Bayesian analysis with threshold data

We are often faced with data which says that an observation was above or below a threshold, rather than an exact value. The analysis requires that we work with cumulative distribution functions F(x) in the likelihood function.

Example: Mean time to failure (MTTF) of a component

10 components of the same type are run for 3000 hours and 4 fail within that time. Assuming that the components have a constant instantaneous failure rate, what is the MTTF?

Components with a constant instantaneous failure rate fail according to a Poisson process and therefore have a lifetime that is Exponentially distributed with a mean defined as the MTTF. The probability p that a component with MTTF = q hours will fail within 3000 hours is given by the cumulative distribution function of the Exponential:

p = VoseExponProb(3000,1/q,1) = 1-EXP(-3000/q)

■ ■ ■ ■ ■

▸ **WHAT THE TASK ASKS**
In the section on Bayesian analysis with threshold data, how is the lifetime of a component with a constant instantaneous failure rate distributed? The rows are not needed for the task in this exercise.

▸ **EXCERPTED RECORDS**
■ ■ ■ ■ ■

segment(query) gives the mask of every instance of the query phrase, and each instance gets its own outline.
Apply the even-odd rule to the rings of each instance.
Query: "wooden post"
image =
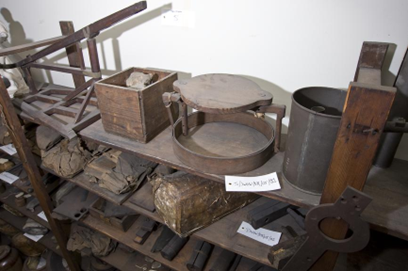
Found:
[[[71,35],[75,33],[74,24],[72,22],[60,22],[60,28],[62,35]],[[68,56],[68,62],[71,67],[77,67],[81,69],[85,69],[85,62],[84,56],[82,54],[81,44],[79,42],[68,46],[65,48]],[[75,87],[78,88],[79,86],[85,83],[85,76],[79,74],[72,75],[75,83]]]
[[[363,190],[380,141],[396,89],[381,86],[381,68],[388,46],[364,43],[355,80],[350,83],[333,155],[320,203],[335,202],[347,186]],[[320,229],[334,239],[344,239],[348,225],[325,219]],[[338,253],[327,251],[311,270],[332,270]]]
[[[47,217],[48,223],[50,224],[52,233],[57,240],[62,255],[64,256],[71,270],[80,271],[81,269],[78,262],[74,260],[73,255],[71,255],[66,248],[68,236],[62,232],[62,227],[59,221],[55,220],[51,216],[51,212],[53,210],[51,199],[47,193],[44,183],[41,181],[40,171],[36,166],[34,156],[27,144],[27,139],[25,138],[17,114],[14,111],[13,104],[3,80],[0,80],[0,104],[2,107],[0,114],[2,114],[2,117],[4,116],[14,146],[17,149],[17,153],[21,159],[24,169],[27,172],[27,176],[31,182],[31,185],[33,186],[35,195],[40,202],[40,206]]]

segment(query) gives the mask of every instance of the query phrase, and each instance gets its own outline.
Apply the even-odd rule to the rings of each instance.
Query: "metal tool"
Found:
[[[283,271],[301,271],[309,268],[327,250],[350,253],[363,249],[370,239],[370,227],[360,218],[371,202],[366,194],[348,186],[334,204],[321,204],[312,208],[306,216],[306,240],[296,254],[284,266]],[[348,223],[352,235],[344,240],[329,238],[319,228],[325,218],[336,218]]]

■ ■ ■ ■ ■

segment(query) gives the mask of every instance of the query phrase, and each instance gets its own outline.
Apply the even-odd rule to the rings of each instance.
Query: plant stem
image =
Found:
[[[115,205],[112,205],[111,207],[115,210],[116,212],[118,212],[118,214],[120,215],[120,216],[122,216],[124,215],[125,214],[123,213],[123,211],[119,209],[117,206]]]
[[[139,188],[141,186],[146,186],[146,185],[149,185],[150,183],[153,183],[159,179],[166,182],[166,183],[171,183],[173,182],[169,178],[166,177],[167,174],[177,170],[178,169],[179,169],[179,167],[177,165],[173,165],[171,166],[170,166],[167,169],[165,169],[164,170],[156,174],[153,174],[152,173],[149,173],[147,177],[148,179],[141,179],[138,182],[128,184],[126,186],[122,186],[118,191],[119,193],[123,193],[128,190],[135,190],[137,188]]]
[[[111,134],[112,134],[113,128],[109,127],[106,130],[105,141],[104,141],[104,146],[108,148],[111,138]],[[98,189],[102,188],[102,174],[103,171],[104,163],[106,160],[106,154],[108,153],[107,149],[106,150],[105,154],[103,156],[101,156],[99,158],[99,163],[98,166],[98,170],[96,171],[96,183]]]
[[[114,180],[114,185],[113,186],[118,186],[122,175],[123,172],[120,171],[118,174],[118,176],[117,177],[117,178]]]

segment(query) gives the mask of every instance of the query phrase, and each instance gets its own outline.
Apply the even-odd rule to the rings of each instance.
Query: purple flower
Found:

■ ■ ■ ■ ■

▸ **FULL SOLUTION**
It is Exponentially distributed, with a mean defined as the MTTF.